Selected text>
Hi,
> it would be great if you decided to do the hacking. We can offer some
> help of course. There's a clearly defined hook for the conversion
> routine so the task is just to write the routine. It should convert an
> utf-8 sequence into a code in an ISO-8859-like encoding. If you're
> interested, take a look at utf8.cpp and
> PhysicalOutputLayerObj::sendOut() in output.cpp. I'm ready for a more
> detailed discussion.
Ok, attached is a quick and dirty hack that seems to do the job. It
could need some testing and I'm not sure what utf8CharCode() is
supposed to do. The patch is against Sablot-0.4.0 and I'd be happy
if it would make its way into the next release.
Salut, Sven
diff -u ../../Sablot-0.40-orig/Sablot/output.cpp ./output.cpp
--- ../../Sablot-0.40-orig/Sablot/output.cpp Fri Jun 30 12:23:25 2000
+++ ./output.cpp Tue Jul 11 16:08:46 2000
@@ -205,6 +205,21 @@
else return OUTPUT_UNKNOWN;
}
+// FIXME: does it make sense to default to UTF8 ?
+Encoding OutputDefinition::getEncoding() const
+{
+ const Str& enc_ = getValueStr(XSLA_ENCODING);
+ if (enc_ == (char*) "utf16")
+ return ENC_UTF16;
+ else if (enc_ == (char*) "ascii")
+ return ENC_ASCII;
+ else if (enc_ == (char*) "iso-8859-1")
+ return ENC_8859_1;
+ else if (enc_ == (char*) "iso-8859-2")

Listed entries>
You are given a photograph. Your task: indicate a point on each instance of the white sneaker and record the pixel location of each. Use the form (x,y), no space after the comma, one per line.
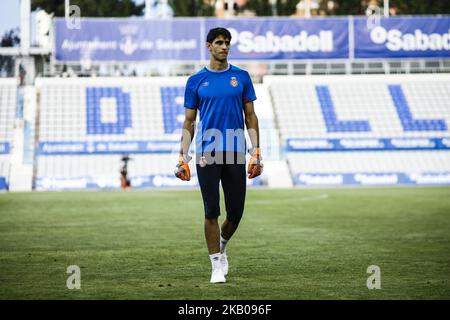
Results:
(217,276)
(224,263)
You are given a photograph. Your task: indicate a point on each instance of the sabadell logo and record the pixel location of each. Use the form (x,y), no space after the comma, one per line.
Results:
(247,42)
(396,40)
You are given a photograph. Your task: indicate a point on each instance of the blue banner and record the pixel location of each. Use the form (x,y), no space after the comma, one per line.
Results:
(367,144)
(106,147)
(111,182)
(382,178)
(128,40)
(403,37)
(254,39)
(289,38)
(4,147)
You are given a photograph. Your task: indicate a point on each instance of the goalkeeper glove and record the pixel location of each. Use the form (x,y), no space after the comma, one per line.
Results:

Exercise requirements>
In the message about the encoding patch, which function does the writer say they are not sure about? The material has no connection to the text.

Reply>
utf8CharCode()